• **Selected excerpt**
BEGIN

Earlier studies have indicated Indians’ genetic predisposition put them at a relatively higher risk of developing diabetes and hypertension, both of which increase the risk of heart diseases.

One in three working Indians could have hypertension — a condition that ups heart diseases risk by a fifth, but a majority of them have no idea how abnormal their blood pressure levels are.

Sixty percent of those with hypertension were not aware about it, said preliminary data from a study by the Cardiology Society of India (CSI), done ahead of World Heart Day that falls on September 29.

What makes these findings significant is that a person with hypertension is at a 20% higher risk of developing a cardio-vascular disease, in other words, at a higher risk of getting a heart attacks, doctors said.

The study tested 74,520 people between 18 and 60 years at health booths stationed in public places in metros like Mumbai and Delhi, and villages across 24 states on September 21. The people were chosen randomly from various age brackets.

More worrying is the fact that 42% of people have uncontrolled blood pressure even though they were under medication. Doctors said the medication could be ineffective because of irregular consumption or a wrong dose.

A doctor diagnoses a person with hypertension when blood pressure is above the normal 140 /90 units.

END

• **Recorded information**
BEGIN

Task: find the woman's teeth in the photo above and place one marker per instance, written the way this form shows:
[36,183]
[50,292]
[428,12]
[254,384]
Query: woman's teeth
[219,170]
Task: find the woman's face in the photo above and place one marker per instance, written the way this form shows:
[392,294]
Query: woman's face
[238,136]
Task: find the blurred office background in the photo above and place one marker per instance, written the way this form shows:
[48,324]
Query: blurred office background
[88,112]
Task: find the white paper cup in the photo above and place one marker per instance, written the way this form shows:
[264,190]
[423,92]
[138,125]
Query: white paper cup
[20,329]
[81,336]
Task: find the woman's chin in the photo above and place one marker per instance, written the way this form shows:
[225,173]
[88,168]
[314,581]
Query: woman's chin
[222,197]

END

• **Task objective**
Reproduce the hypertension report word for word from "Sixty percent of" to "various age brackets.". The rows are separate material and have no connection to the hypertension report.

• **Output below**
Sixty percent of those with hypertension were not aware about it, said preliminary data from a study by the Cardiology Society of India (CSI), done ahead of World Heart Day that falls on September 29.

What makes these findings significant is that a person with hypertension is at a 20% higher risk of developing a cardio-vascular disease, in other words, at a higher risk of getting a heart attacks, doctors said.

The study tested 74,520 people between 18 and 60 years at health booths stationed in public places in metros like Mumbai and Delhi, and villages across 24 states on September 21. The people were chosen randomly from various age brackets.